Working data ->
===
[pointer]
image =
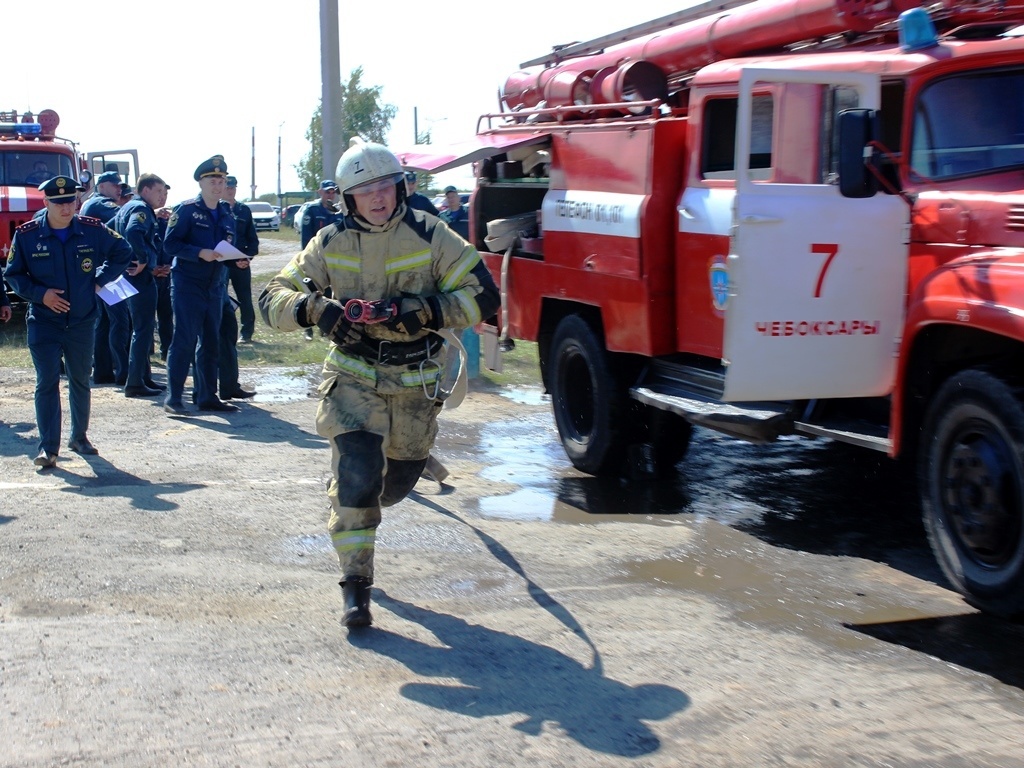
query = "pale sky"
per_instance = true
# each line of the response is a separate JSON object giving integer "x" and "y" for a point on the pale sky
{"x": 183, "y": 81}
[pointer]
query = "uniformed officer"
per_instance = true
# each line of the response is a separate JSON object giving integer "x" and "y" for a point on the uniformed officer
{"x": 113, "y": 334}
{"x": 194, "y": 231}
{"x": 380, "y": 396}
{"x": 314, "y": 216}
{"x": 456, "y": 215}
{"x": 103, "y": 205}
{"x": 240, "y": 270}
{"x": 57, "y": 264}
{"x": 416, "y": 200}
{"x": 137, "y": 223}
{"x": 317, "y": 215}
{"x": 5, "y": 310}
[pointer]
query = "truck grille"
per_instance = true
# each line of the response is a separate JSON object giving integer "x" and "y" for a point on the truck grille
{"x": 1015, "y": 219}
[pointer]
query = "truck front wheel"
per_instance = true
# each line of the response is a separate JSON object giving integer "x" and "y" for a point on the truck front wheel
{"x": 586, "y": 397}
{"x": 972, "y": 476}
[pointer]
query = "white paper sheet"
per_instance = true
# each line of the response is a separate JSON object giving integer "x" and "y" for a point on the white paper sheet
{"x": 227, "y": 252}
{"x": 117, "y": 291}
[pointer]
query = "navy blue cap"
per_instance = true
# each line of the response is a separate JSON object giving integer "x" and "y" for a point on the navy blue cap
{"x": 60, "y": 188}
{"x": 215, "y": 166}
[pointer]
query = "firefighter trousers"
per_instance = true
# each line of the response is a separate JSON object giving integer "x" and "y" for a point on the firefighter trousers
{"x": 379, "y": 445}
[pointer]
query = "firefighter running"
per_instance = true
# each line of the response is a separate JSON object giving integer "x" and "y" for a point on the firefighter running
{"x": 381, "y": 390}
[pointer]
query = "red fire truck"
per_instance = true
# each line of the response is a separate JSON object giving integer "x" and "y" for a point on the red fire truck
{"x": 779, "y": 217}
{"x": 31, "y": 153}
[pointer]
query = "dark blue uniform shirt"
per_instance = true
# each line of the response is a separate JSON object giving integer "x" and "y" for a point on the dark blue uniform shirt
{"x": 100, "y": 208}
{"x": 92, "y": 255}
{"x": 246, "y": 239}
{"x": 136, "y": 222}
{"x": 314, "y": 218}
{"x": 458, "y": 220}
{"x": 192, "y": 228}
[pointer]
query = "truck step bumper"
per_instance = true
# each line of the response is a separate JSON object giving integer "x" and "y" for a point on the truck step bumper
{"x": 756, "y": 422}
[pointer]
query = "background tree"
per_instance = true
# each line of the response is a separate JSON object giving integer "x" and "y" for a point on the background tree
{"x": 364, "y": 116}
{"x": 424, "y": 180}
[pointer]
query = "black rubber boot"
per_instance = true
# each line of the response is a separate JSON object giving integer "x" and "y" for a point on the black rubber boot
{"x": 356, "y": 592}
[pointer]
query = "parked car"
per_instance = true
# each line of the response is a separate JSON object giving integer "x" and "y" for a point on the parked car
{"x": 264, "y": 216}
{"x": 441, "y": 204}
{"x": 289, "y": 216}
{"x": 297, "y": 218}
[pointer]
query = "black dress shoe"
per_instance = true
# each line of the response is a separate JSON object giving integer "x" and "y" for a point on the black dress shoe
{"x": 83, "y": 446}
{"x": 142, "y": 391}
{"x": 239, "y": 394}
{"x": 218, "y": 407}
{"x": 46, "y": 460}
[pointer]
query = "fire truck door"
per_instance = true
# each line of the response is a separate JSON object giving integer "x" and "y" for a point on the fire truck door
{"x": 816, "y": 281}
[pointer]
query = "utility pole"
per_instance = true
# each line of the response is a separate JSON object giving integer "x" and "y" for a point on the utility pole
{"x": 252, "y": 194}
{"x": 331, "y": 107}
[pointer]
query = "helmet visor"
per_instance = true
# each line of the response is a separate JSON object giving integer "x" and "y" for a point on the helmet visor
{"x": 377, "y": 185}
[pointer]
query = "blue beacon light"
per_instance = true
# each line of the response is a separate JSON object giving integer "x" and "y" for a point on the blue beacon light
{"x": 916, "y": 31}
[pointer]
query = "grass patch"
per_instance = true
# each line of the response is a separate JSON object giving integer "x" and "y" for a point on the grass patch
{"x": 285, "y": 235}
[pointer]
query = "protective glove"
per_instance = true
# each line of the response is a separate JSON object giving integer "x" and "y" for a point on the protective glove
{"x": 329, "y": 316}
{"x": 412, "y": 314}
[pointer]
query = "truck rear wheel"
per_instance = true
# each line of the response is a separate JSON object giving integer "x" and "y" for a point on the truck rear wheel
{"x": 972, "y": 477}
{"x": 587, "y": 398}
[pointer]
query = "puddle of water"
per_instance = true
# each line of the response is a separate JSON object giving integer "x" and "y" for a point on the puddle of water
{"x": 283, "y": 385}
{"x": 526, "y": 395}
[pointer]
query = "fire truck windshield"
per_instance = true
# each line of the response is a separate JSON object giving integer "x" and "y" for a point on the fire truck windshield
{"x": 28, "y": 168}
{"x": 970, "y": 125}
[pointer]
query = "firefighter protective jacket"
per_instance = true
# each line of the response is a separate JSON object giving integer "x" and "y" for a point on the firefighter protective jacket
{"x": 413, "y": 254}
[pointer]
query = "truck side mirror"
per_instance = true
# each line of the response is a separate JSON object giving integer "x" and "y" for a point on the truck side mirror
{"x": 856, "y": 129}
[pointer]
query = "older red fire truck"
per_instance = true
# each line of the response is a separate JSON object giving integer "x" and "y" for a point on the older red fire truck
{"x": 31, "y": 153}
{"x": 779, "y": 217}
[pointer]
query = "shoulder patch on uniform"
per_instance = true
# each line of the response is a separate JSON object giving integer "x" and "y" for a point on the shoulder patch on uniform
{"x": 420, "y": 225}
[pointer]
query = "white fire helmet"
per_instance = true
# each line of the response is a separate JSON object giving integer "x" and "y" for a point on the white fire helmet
===
What to work on -> If a picture appears in the data, omit it; transcribe all the rest exactly.

Exercise response ->
[pointer]
image =
query = "pale sky"
per_instance = true
# each line of the response is a separate JSON object giving integer "x" and "y" for a point on the pale sky
{"x": 183, "y": 81}
[pointer]
query = "uniformed officer"
per_instance = true
# each line of the response is a separate JSON object giving integer "x" and "y" for a point on the uniformed officer
{"x": 113, "y": 334}
{"x": 194, "y": 231}
{"x": 380, "y": 396}
{"x": 314, "y": 216}
{"x": 456, "y": 215}
{"x": 103, "y": 205}
{"x": 240, "y": 270}
{"x": 57, "y": 264}
{"x": 416, "y": 200}
{"x": 137, "y": 223}
{"x": 317, "y": 215}
{"x": 5, "y": 310}
[pointer]
query = "truck grille"
per_instance = true
# each line of the response is a separate JSON object giving integer "x" and "y" for a point on the truck grille
{"x": 1015, "y": 219}
[pointer]
query = "truck front wheel"
per_instance = true
# each line of the response is a separate JSON object giving integer "x" and "y" for a point on the truck front wheel
{"x": 586, "y": 397}
{"x": 972, "y": 476}
[pointer]
query = "white paper sheet"
per_instance = true
# each line of the response is a separate JSON object giving integer "x" and "y" for a point on the white paper sheet
{"x": 227, "y": 252}
{"x": 117, "y": 291}
[pointer]
query = "navy blue cap"
per_instance = true
# each line of the response is a separate JSON object giving integer "x" and "y" for a point on the navy blue cap
{"x": 60, "y": 188}
{"x": 215, "y": 166}
[pointer]
query = "firefighter trousers"
per_instance = true
# each line of the response is a separate JSON object giving integer "x" and "y" for a point on the firefighter trousers
{"x": 379, "y": 445}
[pointer]
query = "firefighter running"
per_instance = true
# each line of the response is a separate JSON object giving integer "x" and "y" for a point on the firefighter running
{"x": 381, "y": 390}
[pointer]
query = "red fire truck"
per_instance = true
# each line of the response is a separate JSON object giving integer "x" and "y" for a point on the red fire truck
{"x": 779, "y": 217}
{"x": 31, "y": 153}
[pointer]
query = "dark blue uniform shirt"
per_instance = true
# each line of the response is a separate JSON object giving integer "x" and "y" for a point on the dark blue uniform shirt
{"x": 100, "y": 208}
{"x": 92, "y": 255}
{"x": 246, "y": 239}
{"x": 136, "y": 222}
{"x": 314, "y": 218}
{"x": 458, "y": 220}
{"x": 192, "y": 228}
[pointer]
query = "truck step bumper"
per_instance = true
# each line of the response is a separate JSON object giving integer "x" and "y" for a point on the truck step bumper
{"x": 756, "y": 422}
[pointer]
query = "background tree"
per_instance = true
# each line of the response is a separate JSON object giving integer "x" and "y" for a point on the background tree
{"x": 364, "y": 116}
{"x": 424, "y": 180}
[pointer]
query = "black rubber boot"
per_instance = true
# each line of the response is a separate JSON object giving integer "x" and "y" for a point on the black rubber boot
{"x": 356, "y": 592}
[pointer]
query = "parked car"
per_instance = true
# each line of the response is a separate JSON object giving integer "x" and "y" for a point on the parked car
{"x": 264, "y": 216}
{"x": 441, "y": 204}
{"x": 289, "y": 216}
{"x": 297, "y": 218}
[pointer]
query = "black dress shoe"
per_instance = true
# each line of the response is a separate JSON object giving integer "x" and "y" for a point on the black dress shoe
{"x": 83, "y": 446}
{"x": 142, "y": 391}
{"x": 239, "y": 394}
{"x": 218, "y": 407}
{"x": 46, "y": 460}
[pointer]
query = "fire truck door"
per_instance = true
# each line of the response is a separate JSON object giving integer "x" and "y" for a point on the fire truck door
{"x": 816, "y": 281}
[pointer]
query = "utility pole"
per_instance = true
# each line of the response is a separate JSON object giving integer "x" and "y" for a point on the utility pole
{"x": 252, "y": 194}
{"x": 331, "y": 107}
[pointer]
query = "helmet visor"
per_instance = true
# each line of the response is a separate JSON object giving integer "x" and "y" for a point on the helmet visor
{"x": 377, "y": 185}
[pointer]
query = "blue beacon light"
per_instance = true
# each line of the response is a separate JSON object giving integer "x" and "y" for a point on the blue beacon light
{"x": 916, "y": 31}
[pointer]
query = "grass patch"
per_instance = true
# each line of the response is a separate JSON object giving integer "x" and "y" for a point on the grass patch
{"x": 285, "y": 235}
[pointer]
query = "protective glove"
per_instance = true
# each line of the response is a separate JSON object giving integer "x" and "y" for a point on the protective glove
{"x": 329, "y": 316}
{"x": 412, "y": 314}
[pointer]
query = "truck rear wheel"
per_instance = true
# each line of the response is a separate JSON object giving integer "x" and "y" for a point on the truck rear wheel
{"x": 972, "y": 477}
{"x": 587, "y": 398}
[pointer]
query = "puddle of water"
per_instance = true
# each line of the response is a separate JSON object giving integer "x" and "y" for a point on the puddle of water
{"x": 283, "y": 385}
{"x": 526, "y": 395}
[pointer]
query = "fire truck windshield"
per_instance = true
# each line of the response is a separate JSON object giving integer "x" and "y" for a point on the fire truck windshield
{"x": 28, "y": 168}
{"x": 970, "y": 125}
[pointer]
query = "firefighter protective jacket"
per_instance = true
# each line of the response is a separate JSON object giving integer "x" and "y" for a point on the firefighter protective jacket
{"x": 413, "y": 254}
[pointer]
query = "truck side mirror"
per_instance = true
# each line of the response is a separate JSON object giving integer "x" and "y" for a point on the truck side mirror
{"x": 856, "y": 129}
[pointer]
query = "older red fire truck"
per_instance = true
# each line of the response is a separate JSON object giving integer "x" and "y" for a point on the older red fire truck
{"x": 31, "y": 153}
{"x": 779, "y": 217}
[pointer]
query = "shoulder patch on uniform"
per_instance = true
# each line of the response is a separate JSON object giving integer "x" and "y" for a point on the shoulder patch on uniform
{"x": 420, "y": 225}
[pointer]
query = "white fire helmet"
per_instance = true
# each line of the response is a separate JSON object giving integer "x" and "y" for a point on the white fire helmet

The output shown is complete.